[Description of the task]
Each record below should be reproduced as it is written, with pictures left out entirely.

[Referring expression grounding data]
########################################

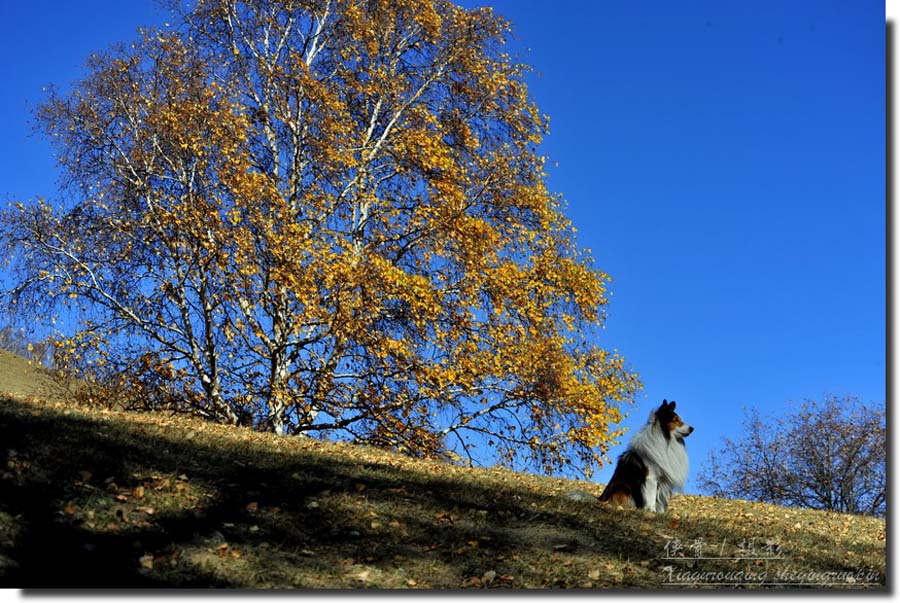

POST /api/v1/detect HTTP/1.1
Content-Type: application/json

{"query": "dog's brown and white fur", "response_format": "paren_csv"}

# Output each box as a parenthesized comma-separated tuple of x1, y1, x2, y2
(598, 400, 693, 513)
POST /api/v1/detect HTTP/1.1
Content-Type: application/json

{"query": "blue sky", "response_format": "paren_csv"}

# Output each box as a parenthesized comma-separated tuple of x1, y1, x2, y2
(0, 1, 885, 490)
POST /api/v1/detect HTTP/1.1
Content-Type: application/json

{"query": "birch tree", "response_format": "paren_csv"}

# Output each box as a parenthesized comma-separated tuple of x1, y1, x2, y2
(1, 0, 639, 474)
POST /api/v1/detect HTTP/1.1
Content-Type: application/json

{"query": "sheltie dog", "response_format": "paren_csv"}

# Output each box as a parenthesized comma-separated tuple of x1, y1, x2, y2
(598, 399, 693, 513)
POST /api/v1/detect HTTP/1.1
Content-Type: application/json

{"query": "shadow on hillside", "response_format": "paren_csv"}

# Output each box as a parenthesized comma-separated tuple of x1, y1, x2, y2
(0, 396, 886, 589)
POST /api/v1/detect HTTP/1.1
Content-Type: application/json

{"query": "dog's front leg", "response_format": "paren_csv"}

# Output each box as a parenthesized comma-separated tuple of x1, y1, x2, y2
(642, 476, 658, 513)
(656, 483, 672, 513)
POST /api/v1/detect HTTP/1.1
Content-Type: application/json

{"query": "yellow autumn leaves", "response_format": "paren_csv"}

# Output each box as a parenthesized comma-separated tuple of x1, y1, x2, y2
(1, 0, 640, 474)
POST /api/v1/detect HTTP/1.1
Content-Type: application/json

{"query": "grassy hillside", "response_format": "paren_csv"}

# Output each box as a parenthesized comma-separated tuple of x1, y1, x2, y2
(0, 392, 886, 589)
(0, 350, 59, 399)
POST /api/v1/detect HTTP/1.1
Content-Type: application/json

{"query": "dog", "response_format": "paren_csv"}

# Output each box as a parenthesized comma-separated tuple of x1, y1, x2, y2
(598, 399, 693, 513)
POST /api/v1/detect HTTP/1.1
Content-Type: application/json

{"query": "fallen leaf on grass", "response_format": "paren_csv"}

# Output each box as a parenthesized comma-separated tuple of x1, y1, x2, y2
(63, 502, 78, 516)
(406, 579, 417, 587)
(245, 501, 258, 513)
(133, 486, 145, 499)
(354, 569, 372, 582)
(462, 576, 483, 588)
(588, 569, 601, 580)
(213, 543, 242, 558)
(136, 506, 156, 515)
(139, 554, 154, 570)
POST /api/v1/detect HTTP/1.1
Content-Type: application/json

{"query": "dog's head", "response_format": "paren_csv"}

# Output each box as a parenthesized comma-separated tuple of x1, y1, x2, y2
(654, 399, 694, 443)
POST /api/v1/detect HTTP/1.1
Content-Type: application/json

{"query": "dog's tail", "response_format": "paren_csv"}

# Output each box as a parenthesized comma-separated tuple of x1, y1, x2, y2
(565, 491, 597, 503)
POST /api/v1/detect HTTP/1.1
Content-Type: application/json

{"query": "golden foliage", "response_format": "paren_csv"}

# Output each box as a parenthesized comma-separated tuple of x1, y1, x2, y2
(1, 0, 639, 474)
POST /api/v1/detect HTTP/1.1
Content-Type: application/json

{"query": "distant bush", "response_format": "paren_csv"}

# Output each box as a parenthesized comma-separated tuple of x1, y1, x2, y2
(698, 395, 885, 517)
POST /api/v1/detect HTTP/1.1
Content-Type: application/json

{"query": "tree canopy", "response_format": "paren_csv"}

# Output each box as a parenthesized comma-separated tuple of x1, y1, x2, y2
(698, 396, 885, 516)
(1, 0, 639, 474)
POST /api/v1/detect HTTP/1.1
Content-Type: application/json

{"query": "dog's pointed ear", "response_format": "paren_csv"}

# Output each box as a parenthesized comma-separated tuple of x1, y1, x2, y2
(669, 400, 676, 410)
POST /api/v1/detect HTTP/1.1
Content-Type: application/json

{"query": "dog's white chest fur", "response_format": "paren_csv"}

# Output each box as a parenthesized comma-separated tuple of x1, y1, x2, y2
(628, 421, 689, 512)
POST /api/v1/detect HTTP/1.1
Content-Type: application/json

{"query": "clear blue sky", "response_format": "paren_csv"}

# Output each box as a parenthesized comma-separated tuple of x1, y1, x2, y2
(0, 1, 885, 490)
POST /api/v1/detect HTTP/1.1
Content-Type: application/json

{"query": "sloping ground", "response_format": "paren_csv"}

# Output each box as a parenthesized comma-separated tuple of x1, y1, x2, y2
(0, 393, 886, 590)
(0, 350, 59, 399)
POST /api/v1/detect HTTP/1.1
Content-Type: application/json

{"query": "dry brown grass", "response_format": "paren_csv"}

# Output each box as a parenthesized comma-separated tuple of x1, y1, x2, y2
(0, 393, 886, 589)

########################################

[Solution for this problem]
POST /api/v1/detect HTTP/1.1
Content-Type: application/json

{"query": "dog's brown and white fur", "response_format": "paren_csv"}

# Output each box as a parenthesized comma-separated tuple of x1, y1, x2, y2
(598, 400, 693, 513)
POST /api/v1/detect HTTP/1.1
Content-Type: application/json

{"query": "blue sky", "response_format": "paren_csv"}

# Output each box as a parenthesized comma-separated tuple of x1, y1, x2, y2
(0, 1, 885, 490)
POST /api/v1/detect HTTP/1.1
Content-Type: application/json

{"query": "birch tree", "response_format": "paren_csv"}

# Output each box as a parenthesized comma-separated tuple of x1, y1, x2, y2
(1, 0, 639, 474)
POST /api/v1/detect HTTP/1.1
Content-Type: application/json

{"query": "sheltie dog", "response_format": "paren_csv"}

# Output each box as a parenthesized comma-separated tuple of x1, y1, x2, y2
(598, 399, 693, 513)
POST /api/v1/detect HTTP/1.1
Content-Type: application/json

{"query": "shadow on hillside", "response_format": "paren_csv"}

# Output each box as a parenthesized comma-separated tuple of x1, y1, x2, y2
(0, 396, 886, 589)
POST /api/v1/detect HTTP/1.1
Content-Type: application/json

{"query": "dog's front leg", "response_format": "paren_csv"}

# Output each box as a parenthesized comma-separated tuple of x1, y1, x2, y2
(642, 476, 658, 513)
(656, 483, 672, 513)
POST /api/v1/detect HTTP/1.1
Content-Type: application/json

{"query": "yellow autumn leaves", "response_format": "paren_csv"}

# Output each box as a parenthesized comma-separated tuple of x1, y1, x2, y2
(1, 0, 640, 474)
POST /api/v1/detect HTTP/1.1
Content-Type: application/json

{"query": "grassy hillside", "response_format": "paren_csv"}

# Output each box as a parenthesized comma-separated tuple of x1, y1, x2, y2
(0, 392, 886, 589)
(0, 350, 59, 399)
POST /api/v1/detect HTTP/1.1
Content-Type: application/json

{"query": "dog", "response_format": "paren_csv"}

# Output each box as a parenthesized comma-separated tuple of x1, y1, x2, y2
(598, 399, 693, 513)
POST /api/v1/detect HTTP/1.1
Content-Type: application/json

{"query": "fallen leaf on grass", "response_format": "paren_csv"}

# Output each box as a parenthesized comma-separated tuple of x1, y1, x2, y2
(63, 502, 78, 516)
(406, 579, 417, 587)
(245, 501, 258, 513)
(133, 486, 145, 499)
(354, 569, 372, 582)
(462, 576, 483, 588)
(588, 569, 601, 580)
(213, 543, 242, 558)
(136, 506, 156, 515)
(139, 554, 154, 570)
POST /api/v1/detect HTTP/1.1
Content-Type: application/json

{"query": "dog's head", "response_format": "paren_csv"}

# Output each box as a parenthesized comma-separated tuple of x1, y1, x2, y2
(654, 399, 694, 443)
POST /api/v1/detect HTTP/1.1
Content-Type: application/json

{"query": "dog's tail", "response_format": "paren_csv"}

# Output each box as a parenthesized comma-separated tuple of x1, y1, x2, y2
(565, 491, 597, 503)
POST /api/v1/detect HTTP/1.1
Content-Type: application/json

{"query": "golden foliage", "response_format": "paren_csv"}

# Output each box as a parenthesized comma-separated tuple of x1, y1, x2, y2
(1, 0, 639, 474)
POST /api/v1/detect HTTP/1.1
Content-Type: application/json

{"query": "distant bush", "response_format": "paren_csv"}

# Output each box as a parenthesized comma-separated tuple of x1, y1, x2, y2
(698, 395, 885, 517)
POST /api/v1/detect HTTP/1.1
Content-Type: application/json

{"query": "tree canopy", "response_format": "paren_csv"}

# Output each box as a parenthesized comma-separated tuple of x1, y1, x2, y2
(698, 396, 885, 516)
(1, 0, 639, 474)
POST /api/v1/detect HTTP/1.1
Content-Type: application/json

{"query": "dog's pointed ear", "response_format": "paren_csv"}

# Output each box as a parenthesized comma-separated tuple of x1, y1, x2, y2
(669, 400, 676, 410)
POST /api/v1/detect HTTP/1.1
Content-Type: application/json

{"query": "dog's white chest fur", "response_format": "paren_csv"}

# Output each box as a parenthesized comma-separated tuple of x1, y1, x2, y2
(628, 421, 689, 512)
POST /api/v1/detect HTTP/1.1
Content-Type: application/json

{"query": "clear blue sky", "response_format": "paren_csv"}

# Output each box as a parenthesized comma-separated tuple of x1, y1, x2, y2
(0, 1, 885, 490)
POST /api/v1/detect HTTP/1.1
Content-Type: application/json

{"query": "sloping ground", "response_format": "paren_csv"}

# Output each box as a parenthesized comma-separated tuple of x1, y1, x2, y2
(0, 393, 886, 590)
(0, 350, 59, 399)
POST /api/v1/detect HTTP/1.1
Content-Type: application/json

{"query": "dry brown grass", "response_format": "paren_csv"}

# Output each box as a parenthesized comma-separated tuple of x1, y1, x2, y2
(0, 393, 886, 589)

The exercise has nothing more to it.